**Requirement:** Look in the data below for the line that contains "Question. Place a dot on every instance of the oven". Copy that line and the remaining lines exactly.

**Dataset records:**
== Segment start ==

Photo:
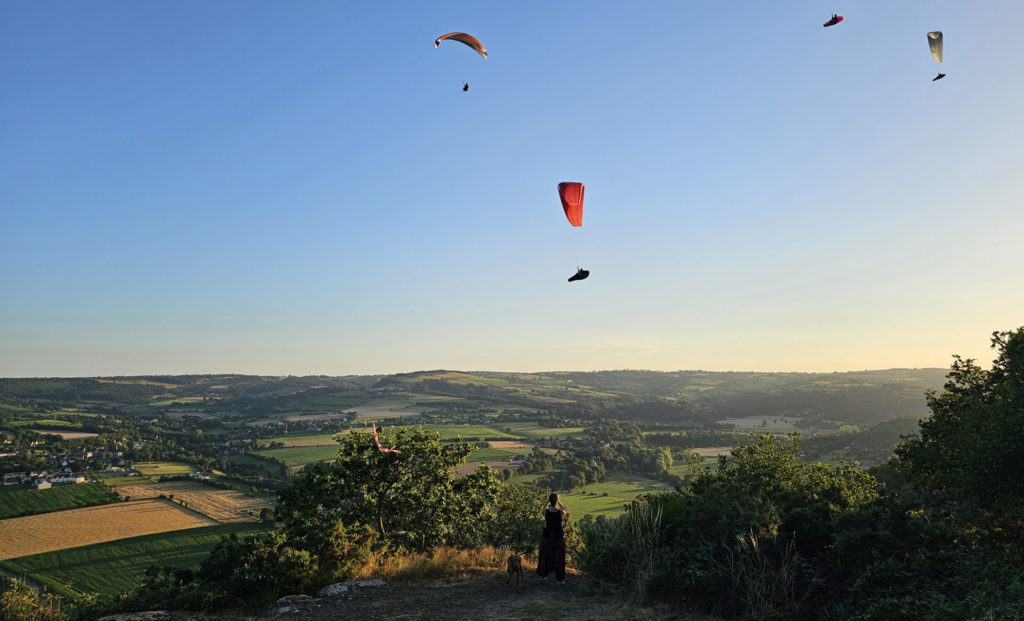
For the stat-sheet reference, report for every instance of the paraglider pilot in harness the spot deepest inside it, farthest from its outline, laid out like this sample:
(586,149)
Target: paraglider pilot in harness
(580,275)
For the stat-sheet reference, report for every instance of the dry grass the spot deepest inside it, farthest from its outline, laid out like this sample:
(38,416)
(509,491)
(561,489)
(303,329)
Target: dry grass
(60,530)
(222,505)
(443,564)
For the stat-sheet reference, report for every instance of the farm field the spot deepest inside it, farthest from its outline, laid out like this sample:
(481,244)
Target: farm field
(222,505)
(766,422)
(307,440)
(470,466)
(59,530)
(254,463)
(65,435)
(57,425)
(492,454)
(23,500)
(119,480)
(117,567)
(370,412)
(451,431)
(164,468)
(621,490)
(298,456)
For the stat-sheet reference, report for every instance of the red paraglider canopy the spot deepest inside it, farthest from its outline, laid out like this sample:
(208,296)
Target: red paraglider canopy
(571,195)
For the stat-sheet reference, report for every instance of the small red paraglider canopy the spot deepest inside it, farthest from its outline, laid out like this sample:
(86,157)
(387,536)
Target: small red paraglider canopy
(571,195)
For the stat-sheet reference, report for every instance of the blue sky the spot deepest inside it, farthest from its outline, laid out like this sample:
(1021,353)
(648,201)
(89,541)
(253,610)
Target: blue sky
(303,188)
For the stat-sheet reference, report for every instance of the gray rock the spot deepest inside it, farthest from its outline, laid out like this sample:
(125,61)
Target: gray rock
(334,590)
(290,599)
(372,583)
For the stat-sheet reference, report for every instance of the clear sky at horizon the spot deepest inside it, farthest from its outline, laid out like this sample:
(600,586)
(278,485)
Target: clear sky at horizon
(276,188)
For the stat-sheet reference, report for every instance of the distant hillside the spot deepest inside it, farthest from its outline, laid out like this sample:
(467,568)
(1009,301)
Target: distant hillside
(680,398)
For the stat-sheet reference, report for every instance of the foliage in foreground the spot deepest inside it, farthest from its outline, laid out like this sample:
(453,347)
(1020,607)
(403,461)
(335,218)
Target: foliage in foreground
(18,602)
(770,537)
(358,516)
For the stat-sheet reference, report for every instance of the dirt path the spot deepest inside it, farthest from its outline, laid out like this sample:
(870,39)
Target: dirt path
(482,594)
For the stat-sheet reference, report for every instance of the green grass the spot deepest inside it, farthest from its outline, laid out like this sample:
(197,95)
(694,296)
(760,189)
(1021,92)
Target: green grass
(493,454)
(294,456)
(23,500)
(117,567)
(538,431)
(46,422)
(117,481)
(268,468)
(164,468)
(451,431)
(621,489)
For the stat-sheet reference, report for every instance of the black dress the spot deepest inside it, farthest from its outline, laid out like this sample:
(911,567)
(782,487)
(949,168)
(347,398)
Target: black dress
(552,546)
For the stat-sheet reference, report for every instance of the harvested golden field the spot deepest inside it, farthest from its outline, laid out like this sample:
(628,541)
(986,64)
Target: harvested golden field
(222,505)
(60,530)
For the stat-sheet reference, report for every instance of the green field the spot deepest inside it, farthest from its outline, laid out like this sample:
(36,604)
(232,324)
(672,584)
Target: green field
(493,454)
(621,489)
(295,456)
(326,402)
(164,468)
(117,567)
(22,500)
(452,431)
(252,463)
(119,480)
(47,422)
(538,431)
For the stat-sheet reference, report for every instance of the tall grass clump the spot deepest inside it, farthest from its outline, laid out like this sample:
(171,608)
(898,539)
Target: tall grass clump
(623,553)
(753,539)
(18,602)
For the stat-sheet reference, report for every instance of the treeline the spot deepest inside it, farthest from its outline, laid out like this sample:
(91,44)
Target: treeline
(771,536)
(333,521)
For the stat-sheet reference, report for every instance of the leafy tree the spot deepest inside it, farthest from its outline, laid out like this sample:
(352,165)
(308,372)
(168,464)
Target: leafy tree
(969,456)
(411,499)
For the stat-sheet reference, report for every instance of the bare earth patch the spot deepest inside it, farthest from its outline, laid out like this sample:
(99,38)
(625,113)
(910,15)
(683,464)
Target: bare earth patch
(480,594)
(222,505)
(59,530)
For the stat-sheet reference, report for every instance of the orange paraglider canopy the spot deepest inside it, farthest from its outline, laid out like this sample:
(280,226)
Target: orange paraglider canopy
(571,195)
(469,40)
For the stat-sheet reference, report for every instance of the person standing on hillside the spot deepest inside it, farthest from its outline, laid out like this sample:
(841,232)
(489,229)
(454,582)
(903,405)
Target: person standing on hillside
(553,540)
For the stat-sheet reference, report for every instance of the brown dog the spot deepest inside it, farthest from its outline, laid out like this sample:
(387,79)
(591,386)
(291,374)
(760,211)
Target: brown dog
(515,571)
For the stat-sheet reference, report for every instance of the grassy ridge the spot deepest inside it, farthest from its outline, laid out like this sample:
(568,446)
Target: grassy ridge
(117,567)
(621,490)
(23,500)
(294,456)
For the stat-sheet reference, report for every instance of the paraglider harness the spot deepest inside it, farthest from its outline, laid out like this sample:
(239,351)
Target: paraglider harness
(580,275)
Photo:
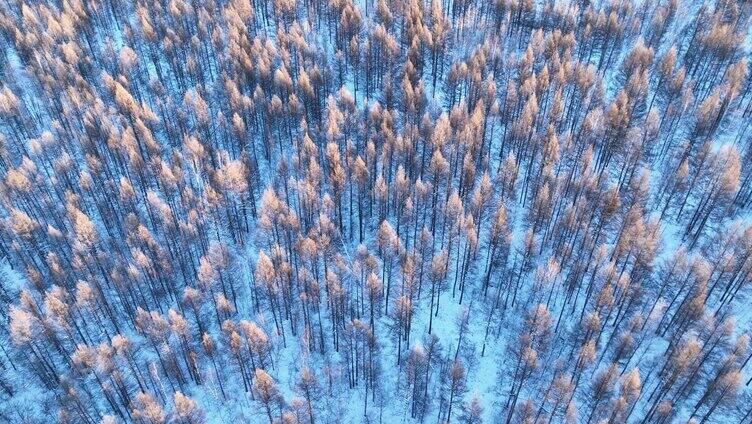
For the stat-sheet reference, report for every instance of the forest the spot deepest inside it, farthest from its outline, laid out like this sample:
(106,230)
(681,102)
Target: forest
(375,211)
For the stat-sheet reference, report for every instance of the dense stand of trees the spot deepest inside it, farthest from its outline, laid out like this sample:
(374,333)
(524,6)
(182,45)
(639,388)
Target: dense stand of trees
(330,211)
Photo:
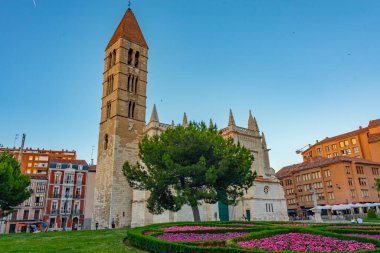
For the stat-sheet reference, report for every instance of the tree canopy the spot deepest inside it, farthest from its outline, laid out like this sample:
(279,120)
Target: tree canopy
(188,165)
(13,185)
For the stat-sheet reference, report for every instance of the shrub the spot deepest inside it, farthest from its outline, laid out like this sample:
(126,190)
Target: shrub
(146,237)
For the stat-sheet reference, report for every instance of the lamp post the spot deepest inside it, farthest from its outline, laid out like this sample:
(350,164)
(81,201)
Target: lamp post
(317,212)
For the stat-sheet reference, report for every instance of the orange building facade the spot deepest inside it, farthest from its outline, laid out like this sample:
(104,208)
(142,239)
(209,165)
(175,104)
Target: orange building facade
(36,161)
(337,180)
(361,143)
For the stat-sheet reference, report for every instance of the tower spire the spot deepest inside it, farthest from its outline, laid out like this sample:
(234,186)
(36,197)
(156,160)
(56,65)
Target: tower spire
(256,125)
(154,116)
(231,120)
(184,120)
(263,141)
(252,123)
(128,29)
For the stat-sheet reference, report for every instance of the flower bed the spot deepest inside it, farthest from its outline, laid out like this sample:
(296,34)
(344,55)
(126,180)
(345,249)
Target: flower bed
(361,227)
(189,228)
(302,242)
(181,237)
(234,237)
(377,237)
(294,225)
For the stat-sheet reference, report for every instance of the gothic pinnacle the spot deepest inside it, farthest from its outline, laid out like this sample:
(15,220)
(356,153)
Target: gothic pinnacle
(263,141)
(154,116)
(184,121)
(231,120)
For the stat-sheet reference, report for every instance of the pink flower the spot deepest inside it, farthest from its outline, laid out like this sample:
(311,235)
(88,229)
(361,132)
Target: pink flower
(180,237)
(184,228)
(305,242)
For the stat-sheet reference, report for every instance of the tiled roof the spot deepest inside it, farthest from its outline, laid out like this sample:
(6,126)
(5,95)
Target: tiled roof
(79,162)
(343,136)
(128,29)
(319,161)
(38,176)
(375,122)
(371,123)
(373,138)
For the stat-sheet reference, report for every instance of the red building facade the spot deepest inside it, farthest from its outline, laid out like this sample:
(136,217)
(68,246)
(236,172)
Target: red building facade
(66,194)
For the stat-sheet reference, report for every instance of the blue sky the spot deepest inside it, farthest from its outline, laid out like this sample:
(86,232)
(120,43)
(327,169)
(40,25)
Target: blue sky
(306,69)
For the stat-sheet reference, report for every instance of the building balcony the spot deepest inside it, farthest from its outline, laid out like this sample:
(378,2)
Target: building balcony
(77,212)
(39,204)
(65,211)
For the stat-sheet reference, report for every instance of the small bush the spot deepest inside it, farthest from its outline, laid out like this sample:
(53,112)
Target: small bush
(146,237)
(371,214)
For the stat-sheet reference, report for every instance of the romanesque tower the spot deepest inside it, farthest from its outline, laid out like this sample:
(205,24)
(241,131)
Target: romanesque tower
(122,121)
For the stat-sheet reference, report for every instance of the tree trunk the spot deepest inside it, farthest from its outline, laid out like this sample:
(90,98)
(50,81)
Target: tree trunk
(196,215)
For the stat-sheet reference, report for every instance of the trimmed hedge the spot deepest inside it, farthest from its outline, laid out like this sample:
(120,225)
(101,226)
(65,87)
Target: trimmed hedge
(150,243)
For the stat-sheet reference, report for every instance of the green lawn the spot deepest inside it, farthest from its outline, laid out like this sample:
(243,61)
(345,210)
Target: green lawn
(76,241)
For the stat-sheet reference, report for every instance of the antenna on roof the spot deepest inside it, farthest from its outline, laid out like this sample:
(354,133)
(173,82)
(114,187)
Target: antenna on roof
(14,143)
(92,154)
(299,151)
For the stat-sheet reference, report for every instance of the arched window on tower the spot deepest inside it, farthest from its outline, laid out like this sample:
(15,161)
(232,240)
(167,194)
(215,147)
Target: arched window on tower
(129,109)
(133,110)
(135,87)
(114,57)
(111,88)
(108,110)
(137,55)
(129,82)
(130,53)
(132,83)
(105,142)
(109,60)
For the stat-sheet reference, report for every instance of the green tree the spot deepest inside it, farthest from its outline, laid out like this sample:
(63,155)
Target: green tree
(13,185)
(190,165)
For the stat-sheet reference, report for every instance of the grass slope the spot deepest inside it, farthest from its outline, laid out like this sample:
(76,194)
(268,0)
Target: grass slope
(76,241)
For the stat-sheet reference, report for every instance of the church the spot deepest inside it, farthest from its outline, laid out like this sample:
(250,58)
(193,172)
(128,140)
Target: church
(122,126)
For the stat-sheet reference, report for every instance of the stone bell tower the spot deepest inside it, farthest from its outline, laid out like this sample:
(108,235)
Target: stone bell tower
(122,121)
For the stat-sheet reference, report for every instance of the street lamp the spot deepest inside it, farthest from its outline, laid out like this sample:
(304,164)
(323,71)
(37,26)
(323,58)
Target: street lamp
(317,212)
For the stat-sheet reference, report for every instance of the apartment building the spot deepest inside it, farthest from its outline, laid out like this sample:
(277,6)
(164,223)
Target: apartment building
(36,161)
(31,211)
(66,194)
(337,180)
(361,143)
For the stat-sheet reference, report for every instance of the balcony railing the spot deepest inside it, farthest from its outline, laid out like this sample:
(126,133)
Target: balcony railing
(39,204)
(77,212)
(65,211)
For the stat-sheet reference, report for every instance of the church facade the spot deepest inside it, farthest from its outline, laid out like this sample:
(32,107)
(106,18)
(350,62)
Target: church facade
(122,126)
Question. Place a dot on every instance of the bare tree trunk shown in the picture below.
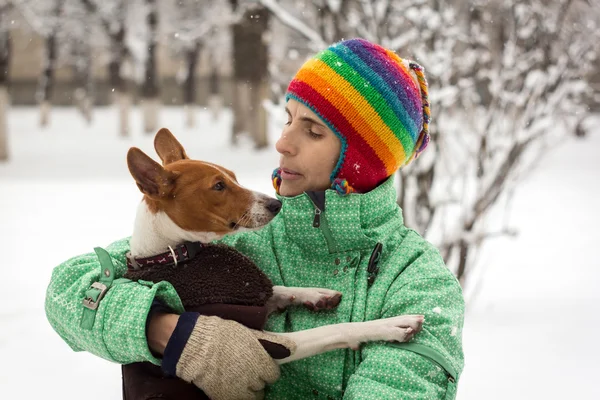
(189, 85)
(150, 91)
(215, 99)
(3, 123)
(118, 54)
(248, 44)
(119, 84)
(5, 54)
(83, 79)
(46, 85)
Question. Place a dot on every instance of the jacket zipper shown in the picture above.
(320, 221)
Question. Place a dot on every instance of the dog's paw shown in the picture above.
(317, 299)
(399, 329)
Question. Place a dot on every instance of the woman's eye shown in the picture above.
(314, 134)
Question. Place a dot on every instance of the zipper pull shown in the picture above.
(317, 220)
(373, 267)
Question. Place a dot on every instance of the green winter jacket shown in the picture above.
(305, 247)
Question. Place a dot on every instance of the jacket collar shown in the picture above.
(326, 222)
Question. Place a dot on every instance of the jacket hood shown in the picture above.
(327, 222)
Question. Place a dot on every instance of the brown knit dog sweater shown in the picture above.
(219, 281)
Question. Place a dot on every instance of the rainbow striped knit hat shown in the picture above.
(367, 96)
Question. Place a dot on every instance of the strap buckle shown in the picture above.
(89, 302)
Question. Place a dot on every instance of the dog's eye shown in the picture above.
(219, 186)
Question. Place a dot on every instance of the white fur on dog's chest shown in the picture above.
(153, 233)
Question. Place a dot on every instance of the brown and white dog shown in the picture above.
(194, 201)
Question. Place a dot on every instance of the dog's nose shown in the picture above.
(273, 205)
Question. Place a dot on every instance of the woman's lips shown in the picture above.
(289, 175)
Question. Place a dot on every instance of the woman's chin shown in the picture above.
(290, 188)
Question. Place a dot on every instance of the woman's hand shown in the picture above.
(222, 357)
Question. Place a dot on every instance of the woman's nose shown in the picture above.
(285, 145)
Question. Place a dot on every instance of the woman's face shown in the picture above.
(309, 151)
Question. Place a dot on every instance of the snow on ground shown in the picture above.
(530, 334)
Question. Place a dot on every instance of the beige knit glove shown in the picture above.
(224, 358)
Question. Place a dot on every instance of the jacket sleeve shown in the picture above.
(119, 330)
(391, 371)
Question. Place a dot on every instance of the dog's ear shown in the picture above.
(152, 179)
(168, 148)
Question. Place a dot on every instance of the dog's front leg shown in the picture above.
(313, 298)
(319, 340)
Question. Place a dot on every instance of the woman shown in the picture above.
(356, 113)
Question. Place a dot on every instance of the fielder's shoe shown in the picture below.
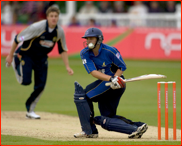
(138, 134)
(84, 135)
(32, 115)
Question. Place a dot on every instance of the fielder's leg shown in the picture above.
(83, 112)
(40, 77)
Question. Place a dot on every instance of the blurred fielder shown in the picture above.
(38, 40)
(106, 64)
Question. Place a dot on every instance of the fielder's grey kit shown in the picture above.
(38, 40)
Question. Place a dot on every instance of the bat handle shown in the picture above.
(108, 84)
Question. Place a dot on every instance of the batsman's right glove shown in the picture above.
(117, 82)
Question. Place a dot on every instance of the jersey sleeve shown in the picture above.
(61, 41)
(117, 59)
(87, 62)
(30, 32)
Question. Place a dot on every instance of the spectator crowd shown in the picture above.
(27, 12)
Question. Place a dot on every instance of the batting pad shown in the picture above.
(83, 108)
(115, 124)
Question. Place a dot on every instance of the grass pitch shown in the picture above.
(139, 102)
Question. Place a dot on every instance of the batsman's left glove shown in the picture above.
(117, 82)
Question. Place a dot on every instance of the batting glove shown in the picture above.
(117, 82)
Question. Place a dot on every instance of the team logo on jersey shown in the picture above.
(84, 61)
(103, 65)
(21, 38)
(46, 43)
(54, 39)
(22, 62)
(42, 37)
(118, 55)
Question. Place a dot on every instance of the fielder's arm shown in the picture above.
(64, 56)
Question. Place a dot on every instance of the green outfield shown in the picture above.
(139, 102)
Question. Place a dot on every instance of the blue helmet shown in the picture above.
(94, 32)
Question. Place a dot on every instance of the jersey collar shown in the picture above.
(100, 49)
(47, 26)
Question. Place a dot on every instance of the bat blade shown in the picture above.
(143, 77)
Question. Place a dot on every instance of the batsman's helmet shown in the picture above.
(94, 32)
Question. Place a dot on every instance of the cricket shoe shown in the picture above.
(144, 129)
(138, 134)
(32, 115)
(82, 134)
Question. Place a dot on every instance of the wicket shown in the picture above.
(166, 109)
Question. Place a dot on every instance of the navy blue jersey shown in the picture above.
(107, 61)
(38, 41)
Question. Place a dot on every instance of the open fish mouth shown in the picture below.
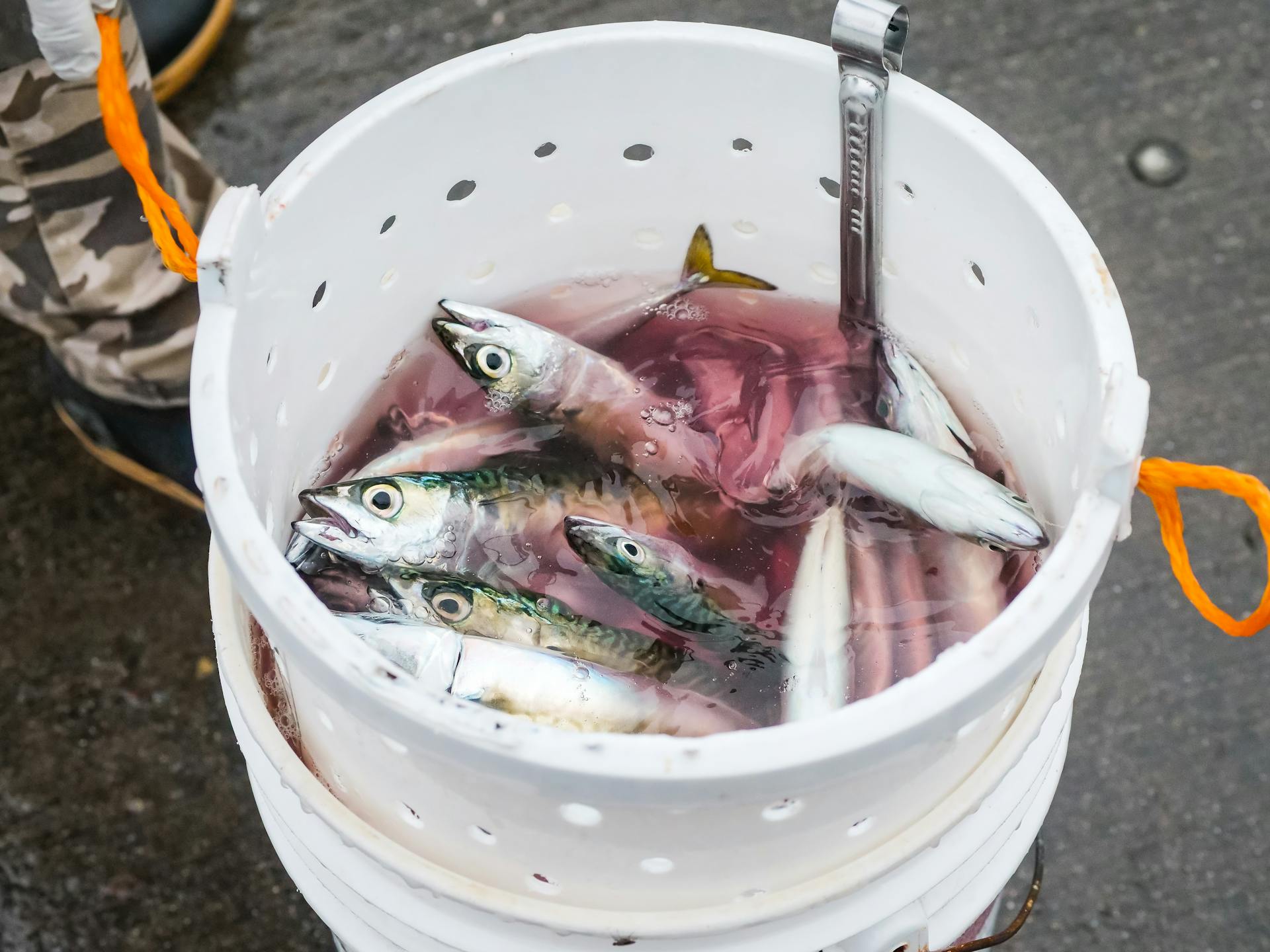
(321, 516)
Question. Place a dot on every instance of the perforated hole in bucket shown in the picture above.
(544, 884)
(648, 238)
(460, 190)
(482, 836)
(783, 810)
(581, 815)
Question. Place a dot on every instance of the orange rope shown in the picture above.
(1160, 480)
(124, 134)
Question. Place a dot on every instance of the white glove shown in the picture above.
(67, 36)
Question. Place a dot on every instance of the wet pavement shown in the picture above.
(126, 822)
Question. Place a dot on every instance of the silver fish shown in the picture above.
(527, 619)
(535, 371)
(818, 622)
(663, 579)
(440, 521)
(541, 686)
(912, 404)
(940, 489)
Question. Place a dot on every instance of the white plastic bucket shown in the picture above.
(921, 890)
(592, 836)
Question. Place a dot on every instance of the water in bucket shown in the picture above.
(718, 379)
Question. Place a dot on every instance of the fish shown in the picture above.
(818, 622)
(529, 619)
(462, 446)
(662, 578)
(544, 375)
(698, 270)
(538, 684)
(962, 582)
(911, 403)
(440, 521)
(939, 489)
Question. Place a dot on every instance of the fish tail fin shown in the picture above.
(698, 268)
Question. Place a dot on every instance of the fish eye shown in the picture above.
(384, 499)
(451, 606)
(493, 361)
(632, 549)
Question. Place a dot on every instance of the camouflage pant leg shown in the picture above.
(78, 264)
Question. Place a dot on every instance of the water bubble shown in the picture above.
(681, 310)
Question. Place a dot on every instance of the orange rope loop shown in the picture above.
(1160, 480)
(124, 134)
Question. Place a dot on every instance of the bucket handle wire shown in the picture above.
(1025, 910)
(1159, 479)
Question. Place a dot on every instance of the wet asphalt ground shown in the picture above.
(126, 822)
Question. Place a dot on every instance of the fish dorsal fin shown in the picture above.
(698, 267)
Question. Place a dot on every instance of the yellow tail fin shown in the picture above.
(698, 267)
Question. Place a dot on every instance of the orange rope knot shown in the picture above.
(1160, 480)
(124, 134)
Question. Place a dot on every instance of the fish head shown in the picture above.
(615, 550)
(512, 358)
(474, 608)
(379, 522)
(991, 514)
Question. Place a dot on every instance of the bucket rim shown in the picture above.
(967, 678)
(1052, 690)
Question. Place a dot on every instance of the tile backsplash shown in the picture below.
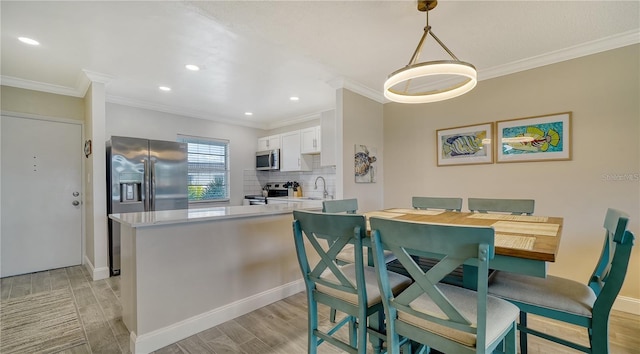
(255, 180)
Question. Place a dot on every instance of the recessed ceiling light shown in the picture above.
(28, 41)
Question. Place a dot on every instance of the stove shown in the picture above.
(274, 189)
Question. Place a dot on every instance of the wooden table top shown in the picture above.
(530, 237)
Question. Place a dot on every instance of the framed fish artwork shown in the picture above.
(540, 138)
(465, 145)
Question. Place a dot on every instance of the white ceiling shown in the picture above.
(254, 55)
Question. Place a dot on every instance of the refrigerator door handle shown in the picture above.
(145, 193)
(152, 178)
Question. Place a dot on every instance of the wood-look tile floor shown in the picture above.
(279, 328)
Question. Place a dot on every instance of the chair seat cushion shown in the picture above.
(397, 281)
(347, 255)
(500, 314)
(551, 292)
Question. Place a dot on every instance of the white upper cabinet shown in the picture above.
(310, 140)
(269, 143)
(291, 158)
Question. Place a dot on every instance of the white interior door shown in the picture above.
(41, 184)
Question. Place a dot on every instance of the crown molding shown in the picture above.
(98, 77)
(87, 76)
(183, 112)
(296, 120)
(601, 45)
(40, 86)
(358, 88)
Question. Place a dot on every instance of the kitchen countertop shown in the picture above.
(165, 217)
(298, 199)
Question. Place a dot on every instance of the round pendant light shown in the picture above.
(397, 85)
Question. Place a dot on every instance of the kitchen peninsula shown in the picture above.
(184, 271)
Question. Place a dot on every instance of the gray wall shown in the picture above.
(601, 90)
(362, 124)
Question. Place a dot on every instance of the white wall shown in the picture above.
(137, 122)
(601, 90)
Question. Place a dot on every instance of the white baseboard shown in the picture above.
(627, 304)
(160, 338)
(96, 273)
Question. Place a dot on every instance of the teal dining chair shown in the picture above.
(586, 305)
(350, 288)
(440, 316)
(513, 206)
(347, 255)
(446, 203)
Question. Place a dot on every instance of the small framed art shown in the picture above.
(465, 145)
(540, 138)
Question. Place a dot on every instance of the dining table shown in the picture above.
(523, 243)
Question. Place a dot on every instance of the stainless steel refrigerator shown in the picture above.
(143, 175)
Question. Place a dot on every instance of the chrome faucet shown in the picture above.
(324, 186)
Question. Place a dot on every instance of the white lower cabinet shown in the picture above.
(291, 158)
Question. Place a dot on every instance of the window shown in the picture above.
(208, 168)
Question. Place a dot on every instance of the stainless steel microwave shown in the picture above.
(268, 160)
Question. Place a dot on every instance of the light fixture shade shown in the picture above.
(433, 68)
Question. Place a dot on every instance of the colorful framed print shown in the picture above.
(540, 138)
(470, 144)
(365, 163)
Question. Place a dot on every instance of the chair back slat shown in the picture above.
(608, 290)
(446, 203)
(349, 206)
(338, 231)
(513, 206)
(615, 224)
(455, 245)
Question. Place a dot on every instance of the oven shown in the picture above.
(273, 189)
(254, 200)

== Segment end ==

**Answer to this problem:**
Question. Place a dot on every instance of the oven shown in the picture above.
(273, 189)
(254, 200)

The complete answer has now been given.